**RECORDS PROVIDED:**
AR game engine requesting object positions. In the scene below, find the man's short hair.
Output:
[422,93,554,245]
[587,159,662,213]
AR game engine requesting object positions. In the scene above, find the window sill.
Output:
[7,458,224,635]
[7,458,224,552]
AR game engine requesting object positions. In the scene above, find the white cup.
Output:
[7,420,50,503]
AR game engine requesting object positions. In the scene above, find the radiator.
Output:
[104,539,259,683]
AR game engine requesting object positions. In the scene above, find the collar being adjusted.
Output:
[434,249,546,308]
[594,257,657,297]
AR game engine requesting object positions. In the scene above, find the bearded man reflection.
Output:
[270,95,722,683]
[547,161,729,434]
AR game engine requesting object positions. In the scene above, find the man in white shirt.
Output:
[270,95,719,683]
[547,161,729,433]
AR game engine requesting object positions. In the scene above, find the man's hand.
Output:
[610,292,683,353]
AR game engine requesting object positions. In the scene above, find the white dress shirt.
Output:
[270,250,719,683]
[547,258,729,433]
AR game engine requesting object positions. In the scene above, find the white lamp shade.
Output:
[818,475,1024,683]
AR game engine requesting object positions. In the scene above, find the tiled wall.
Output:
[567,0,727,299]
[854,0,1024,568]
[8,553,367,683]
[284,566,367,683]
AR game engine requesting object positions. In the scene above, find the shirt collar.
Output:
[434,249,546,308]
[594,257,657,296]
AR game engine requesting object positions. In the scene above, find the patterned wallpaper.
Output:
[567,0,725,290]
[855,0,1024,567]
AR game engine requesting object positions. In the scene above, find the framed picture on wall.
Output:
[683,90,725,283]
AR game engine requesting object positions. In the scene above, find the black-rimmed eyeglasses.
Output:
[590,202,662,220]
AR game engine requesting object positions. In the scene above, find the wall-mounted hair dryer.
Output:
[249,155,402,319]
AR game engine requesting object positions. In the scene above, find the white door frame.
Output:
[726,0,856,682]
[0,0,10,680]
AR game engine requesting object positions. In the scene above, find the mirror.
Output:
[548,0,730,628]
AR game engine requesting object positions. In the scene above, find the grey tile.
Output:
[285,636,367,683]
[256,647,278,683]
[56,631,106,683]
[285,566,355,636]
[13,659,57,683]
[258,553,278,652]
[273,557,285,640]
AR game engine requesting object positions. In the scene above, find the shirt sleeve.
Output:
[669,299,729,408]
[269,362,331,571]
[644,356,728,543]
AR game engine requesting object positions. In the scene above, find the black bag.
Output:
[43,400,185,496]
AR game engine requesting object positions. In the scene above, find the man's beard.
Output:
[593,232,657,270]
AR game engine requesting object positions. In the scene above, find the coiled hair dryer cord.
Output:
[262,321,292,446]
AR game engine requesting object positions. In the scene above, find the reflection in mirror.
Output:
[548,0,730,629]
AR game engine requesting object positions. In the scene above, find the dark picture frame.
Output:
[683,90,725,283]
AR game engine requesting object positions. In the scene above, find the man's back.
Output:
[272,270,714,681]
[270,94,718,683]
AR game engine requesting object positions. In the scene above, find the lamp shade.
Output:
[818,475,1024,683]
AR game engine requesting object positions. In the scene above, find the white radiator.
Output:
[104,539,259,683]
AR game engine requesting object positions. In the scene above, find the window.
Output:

**WHAT IS EXPECTED:** Reproduce every one of the records above verbatim, from the first line to the last.

**EXERCISE SOLUTION:**
AR game engine requesting object positions. In the scene below, find the man's short hair.
Output:
[422,93,554,245]
[587,159,662,213]
AR game engine requesting object positions. In the scene above, find the window sill.
Output:
[7,458,224,635]
[7,458,224,552]
AR game engine requesting object positions. In the scene above, find the white cup.
Output:
[7,420,50,503]
AR game engine requesting object positions. In the scene above, find the radiator.
Output:
[104,539,259,683]
AR game engine requesting object positions. In the scene above, find the collar being adjusted.
Output:
[434,249,546,308]
[594,257,657,297]
AR game engine requesting object positions. In the scene above, find the bearded man reflection.
Output:
[270,95,722,683]
[547,161,729,434]
AR game engine requesting object positions. In the scene above, find the man in white shirt.
Output:
[270,95,719,683]
[547,161,729,433]
AR game engine requesting object positions. In the scene above, find the man's hand.
Output:
[610,292,683,353]
AR game engine requesting object positions. In the scene above, find the white dress shirt.
Output:
[270,250,719,683]
[547,258,729,433]
AR game engine requesting object positions. In the scene above, find the white lamp shade.
Output:
[818,475,1024,683]
AR game engine requesting object positions. In the scene above, find the tiled wall.
Output:
[567,0,727,299]
[854,0,1024,568]
[8,553,367,683]
[284,566,367,683]
AR game engine requesting object positions. In the scene above, find the shirt collar.
Output:
[434,249,546,308]
[594,257,657,296]
AR game engine requesting object positions. In the scene above, find the patterned wallpaper.
Output:
[567,0,725,290]
[855,0,1024,567]
AR game engine requesting object positions. In the scene above, find the framed picture on wall.
Output:
[683,90,725,283]
AR game engine requesting object positions. In the scene above, find the black-rimmed eyeglasses.
Output:
[590,202,662,220]
AR game engine requesting object positions. In the scene above, find the wall-mounted hair dryer.
Output:
[249,155,402,319]
AR game engine requesting object positions. In the scene above, find the white door frame.
Output:
[726,0,856,682]
[0,0,10,680]
AR game engine requesting object positions. In the scene above, find the mirror.
Output:
[548,0,730,628]
AR game engine requesting object positions. In the scene above, find the grey tile.
Output:
[285,636,367,683]
[256,647,278,683]
[56,631,106,683]
[285,566,355,636]
[13,659,57,683]
[258,553,278,652]
[273,557,285,640]
AR game engine requesting object positions. In the scene above, find the shirt sleeve.
Output:
[669,299,729,408]
[269,362,331,571]
[644,356,728,543]
AR game engine requesting object positions. In the scene above, find the black bag.
Output:
[43,400,185,496]
AR game engine requesting object positions. In the scene above, find the man's beard.
Output:
[593,232,657,270]
AR game engine requesting object positions. In the scene above, find the coiled hair dryer cord.
Output:
[262,321,292,446]
AR game engine requesting object positions. In the scene above, find the reflection in mirror.
Output:
[548,0,730,629]
AR game engine requesting object positions. In the scene above, find the dark picture frame.
Output:
[683,90,725,283]
AR game engine requesting object positions. In the scene above, find the man's back.
Output:
[272,270,714,681]
[270,94,718,683]
AR game engine requesting object positions. In the scene above, find the lamp shade.
Output:
[818,475,1024,683]
AR game engine requesting object positions. In the scene above, find the white radiator.
Output:
[104,539,259,683]
AR game engine requesting object positions. In the scene above, find the window.
Output:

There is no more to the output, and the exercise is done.